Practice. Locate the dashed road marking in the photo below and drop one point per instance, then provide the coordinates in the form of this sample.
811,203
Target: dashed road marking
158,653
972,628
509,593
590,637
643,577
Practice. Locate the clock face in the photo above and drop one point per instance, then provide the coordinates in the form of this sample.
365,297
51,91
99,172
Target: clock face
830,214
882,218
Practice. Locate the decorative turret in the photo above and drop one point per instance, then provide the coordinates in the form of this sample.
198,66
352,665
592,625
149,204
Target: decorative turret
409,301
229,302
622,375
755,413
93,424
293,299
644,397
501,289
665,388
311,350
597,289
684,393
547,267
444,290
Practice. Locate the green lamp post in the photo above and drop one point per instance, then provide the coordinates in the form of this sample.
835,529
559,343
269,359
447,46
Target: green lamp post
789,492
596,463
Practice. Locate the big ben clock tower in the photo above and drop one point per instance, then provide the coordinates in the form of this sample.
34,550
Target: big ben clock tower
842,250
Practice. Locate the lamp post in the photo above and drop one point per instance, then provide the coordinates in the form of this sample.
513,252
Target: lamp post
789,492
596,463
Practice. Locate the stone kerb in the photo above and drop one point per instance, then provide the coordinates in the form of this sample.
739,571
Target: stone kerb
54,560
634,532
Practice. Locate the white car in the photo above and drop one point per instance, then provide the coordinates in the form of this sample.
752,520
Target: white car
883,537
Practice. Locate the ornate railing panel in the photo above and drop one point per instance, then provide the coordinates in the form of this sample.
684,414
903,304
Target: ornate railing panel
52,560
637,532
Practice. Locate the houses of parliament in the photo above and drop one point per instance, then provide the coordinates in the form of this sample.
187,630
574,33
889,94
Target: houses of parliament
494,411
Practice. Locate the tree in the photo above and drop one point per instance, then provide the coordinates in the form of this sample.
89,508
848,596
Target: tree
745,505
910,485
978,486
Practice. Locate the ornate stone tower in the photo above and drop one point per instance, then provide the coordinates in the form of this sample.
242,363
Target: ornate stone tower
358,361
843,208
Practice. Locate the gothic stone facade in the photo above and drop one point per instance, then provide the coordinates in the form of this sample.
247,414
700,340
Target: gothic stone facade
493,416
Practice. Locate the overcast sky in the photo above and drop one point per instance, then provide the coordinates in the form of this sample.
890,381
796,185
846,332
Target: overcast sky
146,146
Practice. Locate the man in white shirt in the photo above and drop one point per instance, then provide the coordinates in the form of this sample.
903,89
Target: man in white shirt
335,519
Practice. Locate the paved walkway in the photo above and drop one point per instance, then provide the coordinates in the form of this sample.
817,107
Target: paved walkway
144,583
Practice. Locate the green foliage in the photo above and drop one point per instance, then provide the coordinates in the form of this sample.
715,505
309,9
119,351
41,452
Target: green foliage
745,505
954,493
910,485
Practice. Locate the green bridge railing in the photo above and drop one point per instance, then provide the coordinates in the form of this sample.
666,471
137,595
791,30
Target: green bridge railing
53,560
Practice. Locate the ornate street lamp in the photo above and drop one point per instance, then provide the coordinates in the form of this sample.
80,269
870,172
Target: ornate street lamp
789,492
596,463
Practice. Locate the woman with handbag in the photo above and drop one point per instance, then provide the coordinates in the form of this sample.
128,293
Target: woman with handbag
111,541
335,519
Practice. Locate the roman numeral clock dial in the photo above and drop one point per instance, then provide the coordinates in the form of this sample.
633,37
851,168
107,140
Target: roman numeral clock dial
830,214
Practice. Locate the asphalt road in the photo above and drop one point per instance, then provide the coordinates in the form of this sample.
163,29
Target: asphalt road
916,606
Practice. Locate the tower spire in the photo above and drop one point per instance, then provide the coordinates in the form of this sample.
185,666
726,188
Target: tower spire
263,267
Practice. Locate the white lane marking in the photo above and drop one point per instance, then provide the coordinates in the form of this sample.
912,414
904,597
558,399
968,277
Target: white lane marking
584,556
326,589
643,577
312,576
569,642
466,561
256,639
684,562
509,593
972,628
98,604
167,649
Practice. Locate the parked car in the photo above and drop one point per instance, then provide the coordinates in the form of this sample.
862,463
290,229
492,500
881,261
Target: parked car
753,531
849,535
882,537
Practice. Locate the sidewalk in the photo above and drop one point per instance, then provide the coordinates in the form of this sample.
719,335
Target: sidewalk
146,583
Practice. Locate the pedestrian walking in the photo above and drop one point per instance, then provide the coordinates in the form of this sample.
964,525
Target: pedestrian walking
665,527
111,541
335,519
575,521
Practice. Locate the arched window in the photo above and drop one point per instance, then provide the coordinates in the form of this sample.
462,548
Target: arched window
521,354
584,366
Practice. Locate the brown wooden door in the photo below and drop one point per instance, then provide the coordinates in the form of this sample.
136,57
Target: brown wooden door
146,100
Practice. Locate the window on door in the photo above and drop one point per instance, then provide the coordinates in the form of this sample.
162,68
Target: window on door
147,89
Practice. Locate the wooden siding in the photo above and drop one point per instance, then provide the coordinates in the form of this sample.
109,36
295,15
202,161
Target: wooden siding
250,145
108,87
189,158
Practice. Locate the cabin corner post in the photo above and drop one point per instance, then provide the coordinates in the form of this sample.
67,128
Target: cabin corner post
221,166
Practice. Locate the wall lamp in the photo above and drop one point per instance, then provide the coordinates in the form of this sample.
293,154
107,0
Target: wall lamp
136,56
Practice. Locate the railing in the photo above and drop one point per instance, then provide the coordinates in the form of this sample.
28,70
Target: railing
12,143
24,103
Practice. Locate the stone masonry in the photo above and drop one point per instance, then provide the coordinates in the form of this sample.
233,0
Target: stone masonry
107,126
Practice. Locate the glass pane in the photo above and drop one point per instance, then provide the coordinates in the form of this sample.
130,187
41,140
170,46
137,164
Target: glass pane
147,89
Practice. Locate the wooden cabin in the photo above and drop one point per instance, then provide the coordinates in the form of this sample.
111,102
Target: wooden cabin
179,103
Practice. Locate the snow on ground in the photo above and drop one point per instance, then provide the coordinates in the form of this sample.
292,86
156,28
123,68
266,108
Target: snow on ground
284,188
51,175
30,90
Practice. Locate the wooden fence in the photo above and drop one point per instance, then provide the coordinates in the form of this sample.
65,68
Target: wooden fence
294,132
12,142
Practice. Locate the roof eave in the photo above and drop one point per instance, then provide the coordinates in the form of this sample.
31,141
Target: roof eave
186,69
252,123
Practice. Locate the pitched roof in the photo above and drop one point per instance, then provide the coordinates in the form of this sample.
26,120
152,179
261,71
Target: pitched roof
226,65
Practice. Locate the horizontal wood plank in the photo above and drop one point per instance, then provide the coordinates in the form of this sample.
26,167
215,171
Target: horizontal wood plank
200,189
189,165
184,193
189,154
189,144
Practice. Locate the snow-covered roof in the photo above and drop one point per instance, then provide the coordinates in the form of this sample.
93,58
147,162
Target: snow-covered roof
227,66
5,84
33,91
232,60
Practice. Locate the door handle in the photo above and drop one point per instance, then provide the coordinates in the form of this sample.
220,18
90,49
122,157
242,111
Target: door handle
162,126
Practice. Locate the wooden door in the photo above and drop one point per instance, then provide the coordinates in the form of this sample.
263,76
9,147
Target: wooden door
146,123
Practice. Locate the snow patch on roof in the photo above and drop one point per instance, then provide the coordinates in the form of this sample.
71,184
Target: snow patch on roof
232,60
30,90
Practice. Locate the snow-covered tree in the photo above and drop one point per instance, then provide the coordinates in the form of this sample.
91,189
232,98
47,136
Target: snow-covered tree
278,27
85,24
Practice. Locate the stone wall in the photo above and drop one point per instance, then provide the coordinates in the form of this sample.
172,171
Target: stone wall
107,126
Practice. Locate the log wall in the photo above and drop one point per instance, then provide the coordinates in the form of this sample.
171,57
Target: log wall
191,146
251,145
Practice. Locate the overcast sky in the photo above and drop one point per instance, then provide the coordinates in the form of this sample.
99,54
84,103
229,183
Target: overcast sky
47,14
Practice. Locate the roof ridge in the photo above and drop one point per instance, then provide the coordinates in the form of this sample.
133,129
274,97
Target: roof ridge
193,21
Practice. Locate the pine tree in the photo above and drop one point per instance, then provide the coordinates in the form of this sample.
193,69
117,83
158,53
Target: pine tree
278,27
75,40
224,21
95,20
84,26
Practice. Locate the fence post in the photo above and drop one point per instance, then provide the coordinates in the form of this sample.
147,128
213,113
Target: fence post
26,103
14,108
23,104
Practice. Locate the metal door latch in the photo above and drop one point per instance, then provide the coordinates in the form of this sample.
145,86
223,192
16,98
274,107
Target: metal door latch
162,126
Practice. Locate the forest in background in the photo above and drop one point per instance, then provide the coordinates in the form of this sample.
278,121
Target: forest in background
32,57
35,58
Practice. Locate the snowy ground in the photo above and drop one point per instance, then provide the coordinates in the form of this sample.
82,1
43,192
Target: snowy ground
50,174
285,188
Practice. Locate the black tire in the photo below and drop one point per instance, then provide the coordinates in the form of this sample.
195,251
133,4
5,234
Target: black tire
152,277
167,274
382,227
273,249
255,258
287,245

= = = = =

*Task to complete*: Tally the lines in the data that contain the string "below". Report only the total.

*Task output*: 3